Assigned task.
Your response should be the complete listing, returned exactly as written.

Extracted data.
------------------------

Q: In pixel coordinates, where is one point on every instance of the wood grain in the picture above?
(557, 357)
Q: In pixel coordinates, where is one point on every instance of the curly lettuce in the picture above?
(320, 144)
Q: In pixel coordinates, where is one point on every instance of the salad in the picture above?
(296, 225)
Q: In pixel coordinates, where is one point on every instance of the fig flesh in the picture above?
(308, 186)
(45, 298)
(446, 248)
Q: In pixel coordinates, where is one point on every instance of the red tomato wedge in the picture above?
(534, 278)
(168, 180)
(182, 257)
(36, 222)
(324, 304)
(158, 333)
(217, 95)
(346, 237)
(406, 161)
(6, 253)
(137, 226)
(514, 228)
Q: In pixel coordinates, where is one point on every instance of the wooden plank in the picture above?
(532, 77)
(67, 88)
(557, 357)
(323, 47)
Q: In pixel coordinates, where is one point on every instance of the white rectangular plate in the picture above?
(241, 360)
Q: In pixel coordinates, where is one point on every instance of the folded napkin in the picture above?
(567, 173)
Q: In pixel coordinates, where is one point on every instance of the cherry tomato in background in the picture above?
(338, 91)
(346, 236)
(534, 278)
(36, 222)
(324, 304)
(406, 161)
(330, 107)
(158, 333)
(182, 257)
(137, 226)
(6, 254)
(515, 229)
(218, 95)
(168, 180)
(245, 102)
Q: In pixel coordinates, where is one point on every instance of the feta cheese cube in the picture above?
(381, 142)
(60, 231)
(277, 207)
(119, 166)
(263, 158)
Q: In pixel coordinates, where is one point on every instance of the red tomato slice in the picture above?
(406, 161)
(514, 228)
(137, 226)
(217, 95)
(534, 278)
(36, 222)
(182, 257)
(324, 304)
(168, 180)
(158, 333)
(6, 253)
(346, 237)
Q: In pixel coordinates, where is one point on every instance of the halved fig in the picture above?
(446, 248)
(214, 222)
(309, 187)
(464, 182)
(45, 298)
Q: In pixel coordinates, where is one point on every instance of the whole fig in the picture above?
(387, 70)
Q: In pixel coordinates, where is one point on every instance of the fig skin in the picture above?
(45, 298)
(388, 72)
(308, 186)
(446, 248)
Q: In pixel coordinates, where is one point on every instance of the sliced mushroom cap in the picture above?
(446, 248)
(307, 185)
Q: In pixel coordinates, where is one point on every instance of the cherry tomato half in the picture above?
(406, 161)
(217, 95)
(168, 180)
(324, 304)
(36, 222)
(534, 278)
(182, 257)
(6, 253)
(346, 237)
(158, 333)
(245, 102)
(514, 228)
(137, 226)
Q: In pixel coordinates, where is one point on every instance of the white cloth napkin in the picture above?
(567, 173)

------------------------

Completed exercise.
Q: In pixel coordinates, where is one point on every instance of the wood grain in the picture above?
(557, 357)
Q: In pixel coordinates, where is one point on every instance of the curly lettuce in the picture above?
(320, 144)
Q: In pixel coordinates, where is one point on every instance of the salad in the picture above?
(296, 225)
Q: In pixel coordinates, where is one point on every instance of the fig flesh in the picture above?
(308, 186)
(45, 298)
(446, 248)
Q: In pixel coordinates, where is one point on every instance of the red tomato wedge in the picture above?
(534, 278)
(168, 180)
(182, 257)
(36, 222)
(324, 304)
(158, 333)
(217, 95)
(346, 237)
(406, 161)
(6, 253)
(137, 226)
(514, 228)
Q: In pixel coordinates, where is one point on every instance of the wooden plank in the picture above?
(532, 77)
(67, 88)
(557, 357)
(323, 47)
Q: In pixel coordinates, where is one point on every instance of the white rectangular plate in the picture above?
(241, 360)
Q: In pixel coordinates, where is one point on every instance of the folded napkin in the picture above?
(567, 173)
Q: In pixel coordinates, where is one point on every instance of the cherry tomato in background in the picture above?
(338, 91)
(346, 236)
(534, 278)
(36, 222)
(324, 304)
(406, 161)
(330, 107)
(158, 333)
(182, 257)
(137, 226)
(6, 254)
(515, 229)
(218, 95)
(168, 180)
(245, 102)
Q: In pixel coordinates, where is one point on every instance of the feta cheese cube in the picture above?
(381, 142)
(60, 231)
(277, 207)
(119, 166)
(263, 158)
Q: In pixel coordinates, where is one point on every instance of the red tomato slice in the picture above?
(406, 161)
(514, 228)
(137, 226)
(217, 95)
(534, 278)
(36, 222)
(182, 257)
(324, 304)
(168, 180)
(158, 333)
(6, 253)
(346, 237)
Q: In pixel coordinates, where is one point on every instance of the halved fig in the picture above?
(446, 248)
(214, 222)
(309, 187)
(464, 182)
(45, 298)
Q: In pixel coordinates, where is one point on every instance of the whole fig in the picture above?
(387, 70)
Q: In pixel coordinates, where is one point on every instance of the fig skin in the picture above?
(45, 298)
(388, 72)
(308, 186)
(446, 248)
Q: In pixel coordinates, where is one point on every instance of the sliced mushroom cap in the picture above?
(446, 248)
(307, 185)
Q: In pixel coordinates, where is one point on every instance of the cherry tomato half in the picture above?
(406, 161)
(217, 95)
(168, 180)
(324, 304)
(36, 222)
(534, 278)
(182, 257)
(6, 253)
(346, 237)
(158, 333)
(245, 102)
(514, 228)
(137, 226)
Q: In pixel coordinates, where is one point on every instance of the white cloth napkin in the picture above?
(567, 173)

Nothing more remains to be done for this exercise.